─── Page extract ───

Keywords: N/A deleted, sponsorr-0.2.10 added

Trac:
Keywords: sponsorr-0.2.10 deleted, 0210-proposed added

OK, code architecture question here:

I'm working on the intro point code for ESTABLISH_INTRO. I'm now at the part where I need to connect intro circuits with auth keys. This is done so that when a client comes with an auth key, we can easily find the right circuit.

This is currently done with functions circuit_set_intro_point_digest() and circuit_clear_rend_token() using the digestmap_t intro_digest_map.

However, for prop224 I suspect it's bad form to use a SHA1 digestmap_t for storing ed25519 keys, so I'm trying to figure out what to do.

Here are some approaches:

a) Just define two more global maps that will store the prop224 rend circuit information. This is the cheap approach, since it's quite easy to implement. FWIW, we need two maps: one to store intro point circuit info, and another to store the rend cookies.

The downside here is that we are then left with maintaining 4 of those maps (two for old system, two for new system) which might become hairy.

b) Somehow refactor the current system so that we can do both old-style and prop224 mappings using the same data structure. For example, we could hash the old-style keys with sha256 and store them in a digest256 map, and do the same for new style keys as well (or just store the keys intact since they are 32bytes).

This seems like an approach that will be easier to maintain since we will only have two functions and data structures, instead of four. However, it's not a trivial refactoring. For example, we should be careful to not use new-style keys with clients trying to connect to old-style intro points.

Side question: Do we have a digestmap_t that can hold ed25519 keys? Can I just use digest256map_t for that since ed25519 keys are 32bytes anyway?

Replying to asn:

a) Just define two more global maps that will store the prop224 rend circuit information. This is the cheap approach, since it's quite easy to implement. FWIW, we need two maps: one to store intro point circuit info, and another to store the rend cookies.

The downside here is that we are then left with maintaining 4 of those maps (two for old system, two for new system) which might become hairy.

───

#### [Set exercise]
Continue the discussion of intro circuit maps for prop224 from where it stops.

─── Dataset excerpt ───

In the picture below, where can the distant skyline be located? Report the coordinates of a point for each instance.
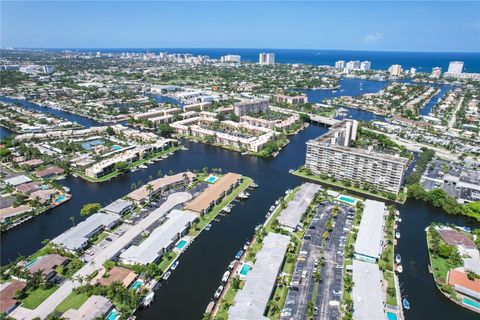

───

#### [Exercise output]
b) Somehow refactor the current system so that we can do both old-style and prop224 mappings using the same data structure. For example, we could hash the old-style keys with sha256 and store them in a digest256 map, and do the same for new style keys as well (or just store the keys intact since they are 32bytes).

This seems like an approach that will be easier to maintain since we will only have two functions and data structures, instead of four. However, it's not a trivial refactoring. For example, we should be careful to not use new-style keys with clients trying to connect to old-style intro points.

Hrm, I see circuit_set_intro_point_digest being called at only one place and circuit_get_intro_point two places. Very few call sites. I like the idea of using the same data structure and interface for this (with already working code). Refactoring to a digest256map with sha256(old_current_digest) and ed25519 keys sounds like a win. The only thing we would want I presume is a "flag" for the above function that is "Oh this is a old digest" or "New digest, do not hash".

Heck, we could even "sha256(digest)" in rend_mid_establish_intro() and do directly the query with this instead of passing a flag. In that function, pk_digest is only used for getting the intro points so we can just adapt it to a sha256 prior. Same goes for rend_mid_introduce(), hash and then call. Those functions will be deleted months/years after 224 so adding code there is a better idea imo than adding code to the circuit_ API that will actually be kept after.

Another idea, we can add two functions that specifically only takes the old digest, sha256 it and then call the circuit interface (circuit_set_intro_point_digest). As long as those functions are "old HS" specific though and not making them part of the circuit API.

Side question: Do we have a digestmap_t that can hold ed25519 keys? Can I just use digest256map_t for that since ed25519 keys are 32bytes anyway?

Yes digest256map_t is what you want here.

Replying to asn:

b) Somehow refactor the current system so that we can do both old-style and prop224 mappings using the same data structure. For example, we could hash the old-style keys with sha256 and store them in a digest256 map, and do the same for new style keys as well (or just store the keys intact since they are 32bytes).

This is what I'd suggest. I'd suggest an underlying data structure mapping a tagged structure to a circuit pointer. If you use the handle and the ht code, it should actually be easy.

Then you can define all the accessor functions, to actually make the code safer.

Trac:
Keywords: N/A deleted, TorCoreTeam201608 added

Replying to nickm:

Replying to asn:

b) Somehow refactor the current system so that we can do both old-style and prop224 mappings using the same data structure. For example, we could hash the old-style keys with sha256 and store them in a digest256 map, and do the same for new style keys as well (or just store the keys intact since they are 32bytes).

This is what I'd suggest. I'd suggest an underlying data structure mapping a tagged structure to a circuit pointer. If you use the handle and the ht code, it should actually be easy.

Then you can define all the accessor functions, to actually make the code safer.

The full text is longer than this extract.